====== EXCERPT

Change in vdsm[master]: v2v: Convert VM from external source to Data Domain

nsoffer Tue, 10 Mar 2015 14:34:46 -0700

Nir Soffer has posted comments on this change.

Change subject: v2v: Convert VM from external source to Data Domain
......................................................................



Patch Set 9:

(32 comments)

Reviewed only v2v, will review the rest when its done.

https://gerrit.ovirt.org/#/c/37509/9/vdsm/v2v.py
File vdsm/v2v.py:

Line 134: def abort_job(jobId):
Line 135:     global _jobs
Line 136:     with _lock:
Line 137:         if jobId not in _jobs:
Line 138:             return errCode['invalidV2VJob']
This code is repeated:

    with lock:
        if no such job:
            return invalid job error

Lets helpers for adding, getting and removing jobs:

    def _get_job(id):
        with _lock:
            if id not in _jobs:
                raise NoSuchJob(id)
            return _jobs[id]

    def _add_job(id, job):
        with _lock:
            if id in _jobs:
                raise JobExists(id)
            _jobs[id] = job

    def _remove_job(id):
        with _lock:
            if id not in _jobs:
                raise NoSuchJob(id)
            del _jobs[id]

The upper layer should catch these errors and return the proper error code - 
for example:

    try:
        whatever...
    except V2VError as e:
        return response.error(code=e.code,
                              message=e.message)

============
====== DATA RECORDS

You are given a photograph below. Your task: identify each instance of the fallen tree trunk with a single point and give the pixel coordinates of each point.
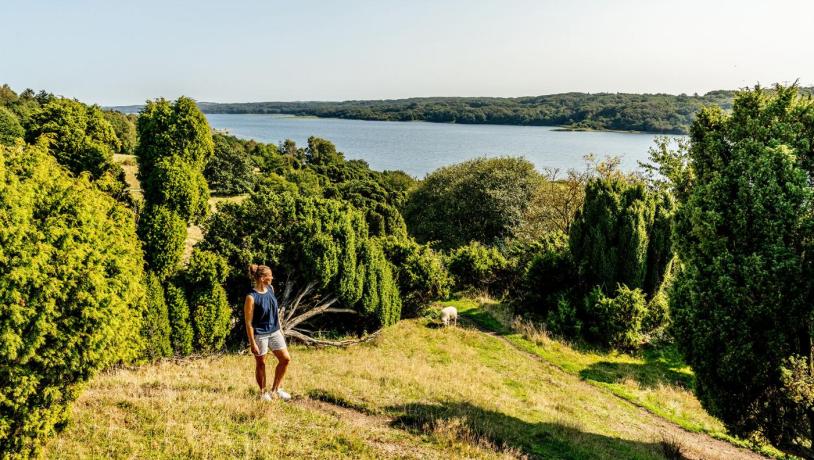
(306, 304)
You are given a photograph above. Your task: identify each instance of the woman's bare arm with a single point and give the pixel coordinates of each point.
(248, 313)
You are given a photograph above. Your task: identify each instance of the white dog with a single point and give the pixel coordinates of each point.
(449, 314)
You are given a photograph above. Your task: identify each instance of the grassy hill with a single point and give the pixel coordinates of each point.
(417, 391)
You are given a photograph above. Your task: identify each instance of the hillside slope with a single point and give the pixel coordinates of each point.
(418, 391)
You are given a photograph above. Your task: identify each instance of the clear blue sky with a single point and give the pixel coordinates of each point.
(116, 52)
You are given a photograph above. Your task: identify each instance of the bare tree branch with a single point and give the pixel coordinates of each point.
(306, 305)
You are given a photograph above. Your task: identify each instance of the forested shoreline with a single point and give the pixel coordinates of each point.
(654, 113)
(705, 251)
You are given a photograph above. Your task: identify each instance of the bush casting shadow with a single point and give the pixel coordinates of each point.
(474, 425)
(482, 321)
(661, 367)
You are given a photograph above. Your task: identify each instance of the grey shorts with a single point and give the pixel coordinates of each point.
(275, 341)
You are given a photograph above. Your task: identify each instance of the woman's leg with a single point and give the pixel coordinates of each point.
(283, 358)
(260, 372)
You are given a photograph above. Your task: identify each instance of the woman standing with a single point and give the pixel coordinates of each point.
(263, 330)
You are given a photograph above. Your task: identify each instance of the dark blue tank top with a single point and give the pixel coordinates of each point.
(265, 319)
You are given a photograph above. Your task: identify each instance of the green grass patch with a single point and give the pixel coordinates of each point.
(657, 379)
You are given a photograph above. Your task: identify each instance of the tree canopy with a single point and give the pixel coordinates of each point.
(741, 301)
(480, 200)
(71, 286)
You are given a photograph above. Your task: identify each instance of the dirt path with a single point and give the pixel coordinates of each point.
(694, 446)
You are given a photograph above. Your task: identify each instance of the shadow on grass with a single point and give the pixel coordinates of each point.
(661, 367)
(483, 321)
(465, 423)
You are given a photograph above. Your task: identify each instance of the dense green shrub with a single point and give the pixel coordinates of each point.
(178, 310)
(156, 325)
(72, 290)
(178, 187)
(741, 301)
(380, 296)
(480, 200)
(209, 307)
(10, 127)
(420, 273)
(81, 138)
(163, 234)
(546, 277)
(563, 319)
(124, 125)
(175, 143)
(621, 235)
(306, 239)
(176, 129)
(476, 266)
(616, 321)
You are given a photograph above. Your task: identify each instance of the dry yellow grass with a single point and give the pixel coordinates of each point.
(130, 166)
(417, 391)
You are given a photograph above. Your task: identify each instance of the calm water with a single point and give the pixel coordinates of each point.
(418, 148)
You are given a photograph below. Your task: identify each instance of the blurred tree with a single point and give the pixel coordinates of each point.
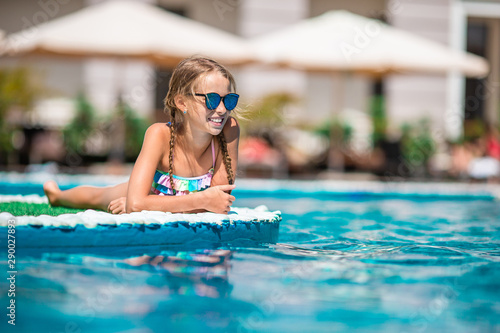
(342, 132)
(267, 115)
(17, 89)
(79, 130)
(379, 119)
(135, 129)
(417, 146)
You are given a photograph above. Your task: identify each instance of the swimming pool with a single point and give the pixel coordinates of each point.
(363, 261)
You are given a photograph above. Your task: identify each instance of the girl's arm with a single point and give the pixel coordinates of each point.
(138, 194)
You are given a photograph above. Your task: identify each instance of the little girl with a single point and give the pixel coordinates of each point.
(195, 153)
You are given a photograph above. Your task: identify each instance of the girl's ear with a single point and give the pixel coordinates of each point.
(180, 102)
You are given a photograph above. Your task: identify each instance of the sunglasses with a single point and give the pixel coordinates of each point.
(212, 100)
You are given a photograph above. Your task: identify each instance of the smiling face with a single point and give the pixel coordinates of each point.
(198, 115)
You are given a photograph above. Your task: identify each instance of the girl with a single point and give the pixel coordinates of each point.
(201, 139)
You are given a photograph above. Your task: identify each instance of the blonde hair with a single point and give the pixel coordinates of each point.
(184, 78)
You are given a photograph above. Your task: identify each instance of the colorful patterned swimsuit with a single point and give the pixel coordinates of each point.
(183, 185)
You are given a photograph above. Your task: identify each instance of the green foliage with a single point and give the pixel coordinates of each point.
(34, 209)
(342, 132)
(379, 119)
(77, 132)
(135, 129)
(417, 143)
(268, 114)
(473, 129)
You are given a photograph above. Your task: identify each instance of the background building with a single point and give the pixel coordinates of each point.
(444, 99)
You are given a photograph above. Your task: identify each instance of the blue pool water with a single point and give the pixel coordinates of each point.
(342, 264)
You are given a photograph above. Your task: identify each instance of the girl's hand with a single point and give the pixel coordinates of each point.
(117, 206)
(215, 199)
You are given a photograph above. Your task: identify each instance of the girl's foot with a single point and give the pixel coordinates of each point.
(52, 192)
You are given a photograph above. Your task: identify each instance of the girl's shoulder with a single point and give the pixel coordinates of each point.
(159, 130)
(157, 135)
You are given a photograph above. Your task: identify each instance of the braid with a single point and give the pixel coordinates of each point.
(171, 152)
(226, 158)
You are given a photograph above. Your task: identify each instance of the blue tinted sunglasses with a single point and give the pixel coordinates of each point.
(212, 100)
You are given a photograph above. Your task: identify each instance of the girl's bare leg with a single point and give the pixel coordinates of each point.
(89, 197)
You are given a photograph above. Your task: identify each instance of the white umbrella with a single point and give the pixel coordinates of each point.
(128, 29)
(342, 41)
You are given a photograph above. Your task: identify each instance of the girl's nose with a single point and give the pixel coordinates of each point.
(221, 109)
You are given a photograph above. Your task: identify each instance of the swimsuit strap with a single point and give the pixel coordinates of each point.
(213, 154)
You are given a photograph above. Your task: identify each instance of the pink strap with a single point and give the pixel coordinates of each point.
(213, 154)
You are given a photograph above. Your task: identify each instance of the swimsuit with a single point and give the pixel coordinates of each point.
(183, 185)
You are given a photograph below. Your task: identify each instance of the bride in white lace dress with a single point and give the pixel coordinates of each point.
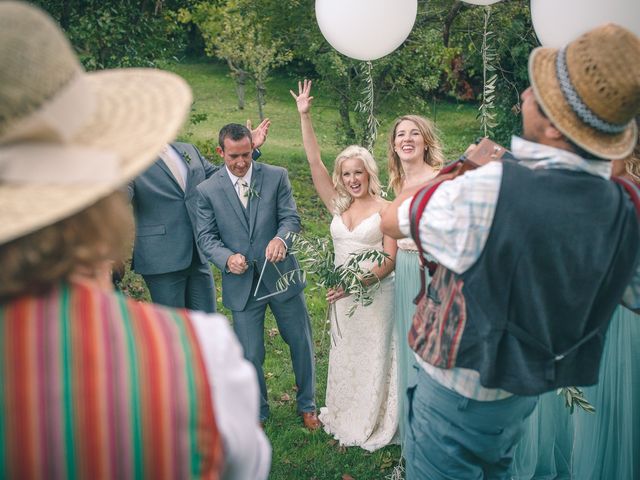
(361, 407)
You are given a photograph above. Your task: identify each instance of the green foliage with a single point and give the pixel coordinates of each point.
(316, 256)
(297, 453)
(119, 33)
(489, 77)
(574, 397)
(511, 42)
(236, 31)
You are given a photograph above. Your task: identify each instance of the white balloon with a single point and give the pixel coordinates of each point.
(481, 2)
(366, 29)
(557, 22)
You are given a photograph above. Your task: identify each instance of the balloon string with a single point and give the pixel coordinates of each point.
(367, 106)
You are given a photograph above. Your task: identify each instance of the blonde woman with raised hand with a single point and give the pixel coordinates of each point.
(361, 402)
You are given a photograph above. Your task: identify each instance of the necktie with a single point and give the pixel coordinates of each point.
(171, 163)
(243, 191)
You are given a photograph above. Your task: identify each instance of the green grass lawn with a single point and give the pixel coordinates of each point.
(297, 453)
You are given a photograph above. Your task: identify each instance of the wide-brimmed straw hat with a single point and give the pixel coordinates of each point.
(590, 89)
(69, 138)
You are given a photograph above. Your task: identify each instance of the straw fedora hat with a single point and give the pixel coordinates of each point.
(69, 138)
(590, 89)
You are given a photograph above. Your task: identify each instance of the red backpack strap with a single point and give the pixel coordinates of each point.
(418, 204)
(632, 189)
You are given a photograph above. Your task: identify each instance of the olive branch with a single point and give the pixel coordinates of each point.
(316, 256)
(574, 397)
(489, 56)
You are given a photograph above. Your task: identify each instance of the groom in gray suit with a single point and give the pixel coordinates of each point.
(245, 211)
(165, 252)
(164, 202)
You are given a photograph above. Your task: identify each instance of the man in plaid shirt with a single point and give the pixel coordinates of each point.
(551, 246)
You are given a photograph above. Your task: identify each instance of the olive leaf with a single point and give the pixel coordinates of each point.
(316, 256)
(574, 397)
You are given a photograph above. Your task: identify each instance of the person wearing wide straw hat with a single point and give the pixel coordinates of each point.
(95, 385)
(537, 254)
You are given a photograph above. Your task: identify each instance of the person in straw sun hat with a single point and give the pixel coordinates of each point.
(95, 385)
(535, 256)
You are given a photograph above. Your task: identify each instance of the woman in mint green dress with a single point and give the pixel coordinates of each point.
(604, 445)
(607, 444)
(414, 156)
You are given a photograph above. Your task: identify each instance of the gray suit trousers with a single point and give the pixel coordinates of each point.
(295, 327)
(190, 288)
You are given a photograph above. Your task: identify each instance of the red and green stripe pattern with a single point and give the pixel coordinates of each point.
(97, 386)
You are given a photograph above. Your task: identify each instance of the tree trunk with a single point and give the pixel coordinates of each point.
(261, 94)
(448, 21)
(240, 77)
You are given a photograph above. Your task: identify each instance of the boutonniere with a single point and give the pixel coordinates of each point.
(251, 192)
(187, 157)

============

- EXERCISE PROMPT
Copy the passage of the code review verbatim, from "Nir Soffer has" up to and including "(32 comments)".

- RESPONSE BELOW
Nir Soffer has posted comments on this change.

Change subject: v2v: Convert VM from external source to Data Domain
......................................................................



Patch Set 9:

(32 comments)